### Exercise goal
Copy out the entries below precisely; nothing is to be omitted.

### Provided information
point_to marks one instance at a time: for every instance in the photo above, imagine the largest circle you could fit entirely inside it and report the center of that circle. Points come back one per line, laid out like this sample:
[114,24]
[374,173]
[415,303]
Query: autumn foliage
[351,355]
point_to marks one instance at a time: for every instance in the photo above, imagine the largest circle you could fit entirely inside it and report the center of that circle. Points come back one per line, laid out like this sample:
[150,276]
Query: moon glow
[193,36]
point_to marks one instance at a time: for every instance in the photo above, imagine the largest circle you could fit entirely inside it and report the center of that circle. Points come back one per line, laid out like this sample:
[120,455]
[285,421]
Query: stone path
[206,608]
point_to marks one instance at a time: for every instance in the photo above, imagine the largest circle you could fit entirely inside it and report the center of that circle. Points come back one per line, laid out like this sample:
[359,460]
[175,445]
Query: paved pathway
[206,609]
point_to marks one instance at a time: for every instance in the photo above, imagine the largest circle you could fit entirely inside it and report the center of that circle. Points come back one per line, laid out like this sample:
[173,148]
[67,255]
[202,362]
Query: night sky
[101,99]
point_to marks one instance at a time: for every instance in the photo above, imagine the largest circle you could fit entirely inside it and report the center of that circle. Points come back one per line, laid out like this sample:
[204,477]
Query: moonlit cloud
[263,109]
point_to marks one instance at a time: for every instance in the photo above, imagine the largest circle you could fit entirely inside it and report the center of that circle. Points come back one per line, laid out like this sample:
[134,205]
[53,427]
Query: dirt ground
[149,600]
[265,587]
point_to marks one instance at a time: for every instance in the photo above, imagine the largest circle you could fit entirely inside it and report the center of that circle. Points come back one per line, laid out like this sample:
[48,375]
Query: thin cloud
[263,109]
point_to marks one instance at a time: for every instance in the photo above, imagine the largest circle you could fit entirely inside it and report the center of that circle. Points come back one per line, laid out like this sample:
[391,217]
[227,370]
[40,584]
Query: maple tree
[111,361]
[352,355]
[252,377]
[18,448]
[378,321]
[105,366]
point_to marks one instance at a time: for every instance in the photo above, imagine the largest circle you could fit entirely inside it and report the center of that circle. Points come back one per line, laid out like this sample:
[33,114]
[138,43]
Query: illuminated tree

### The solution
point_to marks one instance at a time: for every instance in the photo above, imagine the largest circle you could fit entirely inside it and report the center of that circle. Points come back one per line, laid out like this sample:
[114,24]
[374,173]
[415,303]
Query: autumn foliage
[351,355]
point_to marks one instance at a time: for every instance in the photo above, imagine the largest circle you could fit entirely inside it and report the center of that circle. Points come back one per line, laid out like this sample:
[150,276]
Query: moon glow
[193,36]
point_to marks one instance at a time: for every instance in the photo above, imagine the largest circle you could fit entirely inside it and report the center of that circle. Points come back one per line, laid out like this sample:
[120,455]
[285,421]
Query: stone path
[206,608]
point_to marks one instance at a time: for every instance in the photo above, imagine the largest circle you could fit entirely inside it and report the center of that circle. Points come back one per line, laid out like this sample:
[359,460]
[175,445]
Query: paved pathway
[206,609]
point_to marks one instance at a time: for every instance in the photo above, imagine the largest circle you could fit entirely inside it and report the center of that circle. Points come back one per line, laid out like this sample:
[173,148]
[67,255]
[202,362]
Query: night sky
[101,99]
point_to marks one instance at a time: for every instance in the photo above, imagine the largest circle you could fit entirely inside it and report the center of that circle. Points come back one per line, laid out like this sample:
[204,477]
Query: moonlit cloud
[263,109]
point_to marks one instance at a time: for every instance in the photo above, imagine the largest circle you could fit entirely inside it and report the center of that circle. Points come back one per line, laid out like this sample:
[134,205]
[53,427]
Query: dirt ground
[149,600]
[265,587]
point_to marks one instance at a time: for every instance in the photo above, imagine the largest circle you could fit entirely inside it and report the center of that circle. Points come back one per line, laid out like this sample:
[48,375]
Query: thin cloud
[263,109]
point_to marks one instance at a time: for every instance in the photo above, imagine the largest circle you could fit entirely inside it and report the center of that circle. Points come back one per line, laid out like this sample:
[391,217]
[227,370]
[40,584]
Query: maple tree
[111,361]
[352,355]
[252,377]
[18,448]
[378,321]
[105,366]
point_to marks one instance at a time: for every instance in the photo above, imagine the largest circle you could fit entirely inside it and report the center of that circle. Points come back one per line, laid out like this sample:
[33,114]
[138,43]
Query: illuminated tree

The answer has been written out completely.